DATASET ENTRIES -
____________
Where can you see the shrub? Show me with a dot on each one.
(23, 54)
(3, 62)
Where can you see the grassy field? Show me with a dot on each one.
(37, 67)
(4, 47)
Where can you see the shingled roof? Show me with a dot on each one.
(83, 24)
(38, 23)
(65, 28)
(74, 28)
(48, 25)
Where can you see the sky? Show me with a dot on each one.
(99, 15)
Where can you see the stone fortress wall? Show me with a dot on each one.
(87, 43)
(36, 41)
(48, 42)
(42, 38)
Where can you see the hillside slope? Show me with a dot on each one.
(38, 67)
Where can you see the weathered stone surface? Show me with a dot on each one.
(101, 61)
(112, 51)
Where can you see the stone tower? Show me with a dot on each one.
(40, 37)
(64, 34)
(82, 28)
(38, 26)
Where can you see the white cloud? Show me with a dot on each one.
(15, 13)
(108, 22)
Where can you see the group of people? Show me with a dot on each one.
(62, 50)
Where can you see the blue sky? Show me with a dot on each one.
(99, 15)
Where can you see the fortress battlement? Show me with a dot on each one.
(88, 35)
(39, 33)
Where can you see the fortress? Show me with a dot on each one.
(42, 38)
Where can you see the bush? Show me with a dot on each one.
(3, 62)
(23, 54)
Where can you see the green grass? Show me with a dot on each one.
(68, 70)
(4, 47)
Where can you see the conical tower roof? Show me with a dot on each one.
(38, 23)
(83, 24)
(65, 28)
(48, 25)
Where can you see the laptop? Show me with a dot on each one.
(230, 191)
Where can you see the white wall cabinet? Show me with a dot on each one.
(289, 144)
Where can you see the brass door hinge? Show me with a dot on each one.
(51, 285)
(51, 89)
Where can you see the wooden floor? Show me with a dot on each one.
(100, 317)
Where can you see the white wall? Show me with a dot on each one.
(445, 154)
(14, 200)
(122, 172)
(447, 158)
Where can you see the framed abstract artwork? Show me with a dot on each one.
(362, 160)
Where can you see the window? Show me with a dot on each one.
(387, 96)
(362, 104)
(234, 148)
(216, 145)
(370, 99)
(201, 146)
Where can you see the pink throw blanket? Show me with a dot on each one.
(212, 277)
____________
PROBLEM REQUIREMENTS - Please set down each of the entries above exactly as given.

COMPLETED TASK -
Where can you see the shrub? Show me with a dot on each one.
(23, 54)
(3, 62)
Where can you see the grassy field? Show me with a dot on each one.
(37, 67)
(4, 47)
Where can you see the shingled roof? Show me with a dot on each one.
(83, 24)
(38, 23)
(65, 28)
(74, 28)
(48, 25)
Where can you see the sky? Show me with a dot on each one.
(99, 15)
Where can you see the stone fortress wall? Show me with a dot on each one.
(87, 43)
(36, 41)
(48, 42)
(42, 38)
Where can you see the hillside slope? Show me with a dot on each one.
(38, 67)
Where can you see the weathered stone surface? Show me with a dot on each one.
(101, 61)
(112, 51)
Where can you see the stone tower? Show me with a dot on each one.
(40, 37)
(64, 34)
(82, 28)
(38, 26)
Where can you see the white cloud? Show me with a dot on each one.
(15, 13)
(108, 22)
Where can you see the group of people? Show me with a dot on each one.
(62, 50)
Where can you see the blue sky? Show me with a dot on each one.
(99, 15)
Where can you see the fortress battlement? Show me with a dot on each one.
(88, 35)
(39, 33)
Where can you see the fortress? Show me with a dot on each one.
(42, 38)
Where can you see the bush? Show me with a dot on each one.
(3, 62)
(23, 54)
Where can you see the green grass? Show me with a dot on each one.
(68, 70)
(4, 47)
Where can you see the conical tower roof? Show me with a dot on each one.
(38, 23)
(83, 24)
(65, 28)
(48, 25)
Where can you see the laptop? Show me with a dot on each one.
(230, 191)
Where can you see the white wall cabinet? Show me with a dot on each one.
(289, 144)
Where can you see the brass door hinge? Show me with a dot on each one.
(51, 285)
(51, 89)
Where can you see the wooden floor? Show me with a dot on each one.
(100, 317)
Where can you see the white wall? Show me with a dot on each one.
(445, 154)
(14, 200)
(122, 172)
(447, 158)
Where can you see the framed abstract artwork? Show me with a dot on each one.
(362, 160)
Where can you see the window? Show me with a dot on each one.
(387, 96)
(362, 104)
(234, 148)
(216, 145)
(370, 99)
(201, 146)
Where can you see the pink throw blanket? Show me with a dot on each one.
(212, 277)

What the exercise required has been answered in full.